● Problem details
From the data below, filter out and copy each line that contains the string "bunting".

Dataset rows on where objects appear
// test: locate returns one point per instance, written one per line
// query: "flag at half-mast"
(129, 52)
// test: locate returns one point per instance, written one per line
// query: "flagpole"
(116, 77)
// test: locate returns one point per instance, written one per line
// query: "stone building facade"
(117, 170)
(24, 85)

--

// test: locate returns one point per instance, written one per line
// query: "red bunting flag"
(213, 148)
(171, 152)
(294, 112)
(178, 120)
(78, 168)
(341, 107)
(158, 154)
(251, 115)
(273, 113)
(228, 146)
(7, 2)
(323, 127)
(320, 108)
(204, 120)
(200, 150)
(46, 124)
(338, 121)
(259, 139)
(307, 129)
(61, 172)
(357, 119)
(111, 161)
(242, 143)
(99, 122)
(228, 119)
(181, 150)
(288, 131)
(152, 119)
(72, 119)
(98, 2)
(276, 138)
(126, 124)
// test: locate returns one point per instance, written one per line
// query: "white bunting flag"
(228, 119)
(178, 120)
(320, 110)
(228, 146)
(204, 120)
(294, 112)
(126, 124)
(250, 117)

● Completed task
// query: "red bunting flag"
// query: "white bunting flag"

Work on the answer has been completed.